**Instrução 1**
No recurso sobre os danos no muro, o que aconteceu ao muro de vedação do prédio da Autora por causa das obras de terraplanagem da Ré?
**Instrução 2**
Retome o recurso sobre os danos no muro a partir da última frase apresentada.

**Excerto**
-----

14ª - Deve pois manter-se a redação dos factos dados como provados nos pontos 1, 2, 3, 4; o 6 passará a 7; a matéria factual constante no ponto 5 deve ser alterada conforme supra alegado, devendo finalmente ser acrescentado o ponto 6, tudo conforme supra referido.
15ª – Assim, porque se entende que o tribunal a quo não teve em devida consideração os factos admitidos por acordo, provados por documentos ou por confissão reduzida a escrito, supra elencados, violou o disposto no nº 4 do artigo 607º do CPC.

Ainda sem prescindir:
16ª - Conforme resulta da decisão recorrida, o tribunal a quo entendeu que a Autora peticionou o pagamento da indemnização em dinheiro em detrimento da reposição natural. A recorrente entende, porém, que face aos factos alegados pela Autora e confessados pela Ré, o tribunal a quo fez uma errada ou deficiente aplicação ao caso das normas dos artigos 562º e 566º do Código Civil.
17ª - No caso concreto, está dado como provado que por causa da execução de obras de terraplanagem levadas a cabo pela Ré num terreno contíguo, o muro de vedação do prédio da Autora fez várias fissuras e abriu várias fendas (cfr. pontos 3 e 4 dos factos provados). Portanto, não há dúvidas que a conduta da Ré provocou danos à Autora.

-----

**Registos brutos**

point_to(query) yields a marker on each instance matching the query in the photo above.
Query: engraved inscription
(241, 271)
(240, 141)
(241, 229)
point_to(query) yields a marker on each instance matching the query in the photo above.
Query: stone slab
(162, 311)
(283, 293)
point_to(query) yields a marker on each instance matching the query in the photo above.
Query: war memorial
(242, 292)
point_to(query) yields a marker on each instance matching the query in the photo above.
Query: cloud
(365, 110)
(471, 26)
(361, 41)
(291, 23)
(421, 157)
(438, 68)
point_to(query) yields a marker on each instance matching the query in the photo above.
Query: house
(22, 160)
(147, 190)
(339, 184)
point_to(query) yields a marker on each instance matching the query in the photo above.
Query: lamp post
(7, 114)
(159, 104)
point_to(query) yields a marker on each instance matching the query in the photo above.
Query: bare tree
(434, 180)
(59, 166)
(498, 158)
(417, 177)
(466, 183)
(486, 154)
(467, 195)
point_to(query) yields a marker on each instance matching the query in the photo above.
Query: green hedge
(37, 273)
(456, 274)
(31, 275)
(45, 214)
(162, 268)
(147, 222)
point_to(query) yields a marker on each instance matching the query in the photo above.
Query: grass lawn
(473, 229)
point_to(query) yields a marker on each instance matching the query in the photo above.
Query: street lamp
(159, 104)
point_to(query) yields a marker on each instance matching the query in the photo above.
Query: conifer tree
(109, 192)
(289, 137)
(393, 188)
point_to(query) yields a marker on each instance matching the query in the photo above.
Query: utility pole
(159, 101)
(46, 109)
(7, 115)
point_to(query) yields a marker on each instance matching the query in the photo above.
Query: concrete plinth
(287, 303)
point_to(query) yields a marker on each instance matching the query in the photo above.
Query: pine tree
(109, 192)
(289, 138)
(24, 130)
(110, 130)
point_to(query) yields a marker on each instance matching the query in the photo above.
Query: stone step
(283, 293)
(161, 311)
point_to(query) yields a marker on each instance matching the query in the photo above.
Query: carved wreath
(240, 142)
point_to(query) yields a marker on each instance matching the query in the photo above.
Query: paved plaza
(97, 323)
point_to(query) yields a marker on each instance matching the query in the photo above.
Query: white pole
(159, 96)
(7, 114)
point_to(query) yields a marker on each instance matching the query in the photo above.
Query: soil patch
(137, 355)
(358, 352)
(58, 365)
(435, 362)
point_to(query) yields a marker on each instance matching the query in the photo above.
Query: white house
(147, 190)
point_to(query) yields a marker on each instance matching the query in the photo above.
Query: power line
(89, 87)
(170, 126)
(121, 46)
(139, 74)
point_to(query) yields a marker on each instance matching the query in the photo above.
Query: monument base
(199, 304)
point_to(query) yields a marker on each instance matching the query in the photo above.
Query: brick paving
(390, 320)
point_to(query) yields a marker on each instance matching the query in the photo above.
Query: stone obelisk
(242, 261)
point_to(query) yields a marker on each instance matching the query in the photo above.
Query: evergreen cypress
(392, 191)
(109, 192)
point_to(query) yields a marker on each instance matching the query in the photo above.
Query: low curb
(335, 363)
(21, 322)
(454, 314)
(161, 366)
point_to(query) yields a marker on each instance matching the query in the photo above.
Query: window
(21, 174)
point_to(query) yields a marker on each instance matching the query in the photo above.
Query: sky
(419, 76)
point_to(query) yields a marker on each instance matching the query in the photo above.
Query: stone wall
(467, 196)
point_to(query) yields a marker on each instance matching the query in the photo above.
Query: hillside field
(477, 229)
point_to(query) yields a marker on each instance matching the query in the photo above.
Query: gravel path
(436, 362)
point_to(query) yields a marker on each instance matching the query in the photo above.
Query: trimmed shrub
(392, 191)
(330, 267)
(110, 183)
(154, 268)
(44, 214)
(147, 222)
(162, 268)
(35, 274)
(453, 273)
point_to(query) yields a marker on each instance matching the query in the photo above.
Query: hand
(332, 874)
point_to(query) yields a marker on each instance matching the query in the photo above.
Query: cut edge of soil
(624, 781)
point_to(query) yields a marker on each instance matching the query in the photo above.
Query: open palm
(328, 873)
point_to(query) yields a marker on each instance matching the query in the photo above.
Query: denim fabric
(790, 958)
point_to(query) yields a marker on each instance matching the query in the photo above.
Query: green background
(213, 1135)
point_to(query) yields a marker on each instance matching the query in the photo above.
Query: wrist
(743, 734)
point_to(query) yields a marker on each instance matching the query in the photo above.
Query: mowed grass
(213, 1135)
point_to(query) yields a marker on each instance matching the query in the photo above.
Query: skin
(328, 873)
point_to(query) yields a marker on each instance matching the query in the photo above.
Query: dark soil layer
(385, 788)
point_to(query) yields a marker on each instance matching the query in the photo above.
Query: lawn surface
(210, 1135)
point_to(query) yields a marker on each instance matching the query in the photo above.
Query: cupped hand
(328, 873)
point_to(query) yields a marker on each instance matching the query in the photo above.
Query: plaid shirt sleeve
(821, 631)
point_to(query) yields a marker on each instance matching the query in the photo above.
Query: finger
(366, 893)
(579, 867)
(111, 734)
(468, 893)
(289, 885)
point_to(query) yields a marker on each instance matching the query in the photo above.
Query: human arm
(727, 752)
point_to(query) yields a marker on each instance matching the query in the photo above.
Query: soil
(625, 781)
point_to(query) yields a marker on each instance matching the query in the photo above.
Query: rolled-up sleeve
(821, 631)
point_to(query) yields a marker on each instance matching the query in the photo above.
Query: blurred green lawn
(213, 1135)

-----

**Resposta 1**
O muro de vedação fez várias fissuras e abriu várias fendas.

**Resposta 2**
18º - Por outro lado, está dado também como provado que a Ré reconheceu, por declaração escrita, a responsabilidade no surgimento das fissuras e fendas e a responsabilidade pela sua reparação (cfr. ponto 5 dos factos provados).
19ª - Como supra se disse, o tribunal a quo pecou por defeito nesta matéria factual, pois devia também ter dado também como provado que o reconhecimento da responsabilidade da Ré ocorreu na data de 19 de Junho de 2018, que a Ré pediu desculpa e que se comprometeu-se a resolver o problema o mais rápido possível” – cfr. o alegado no artigo 16º da PI e o teor da citada declaração escrita da Ré que sob doc. 6 está junto à PI, não impugnado.
20ª - Ora, como a Ré, pela declaração escrita de 19 de Junho de 2018, se comprometeu a resolver o problema “o mais rápido possível”, não era expectável que, sete meses depois, ou seja, em 7 de Fevereiro de 2019 (data da notificação pela carta junta como doc. 7 da PI) o problema da reparação do muro estivesse por resolver.
21ª - Com efeito, para o cidadão comum, quando alguém, de boa-fé, se obriga, por escrito, a praticar um ato “o mais rápido possível”, não é normal que, passado 7 meses após assumir essa obrigação, continue sem o praticar, sem qualquer justificação plausível.
22ª - Por isso, como a Ré não reparou o muro “o mais rápido possível”, como tinha assumido por escrito que o fazia, a Autora não teve outro remédio a não ser notificá-la pela carta de 07/02/2019, recebida no dia seguinte, para reparar o muro, fixando-lhe prazo para o efeito – cfr. doc. 7 junto à PI.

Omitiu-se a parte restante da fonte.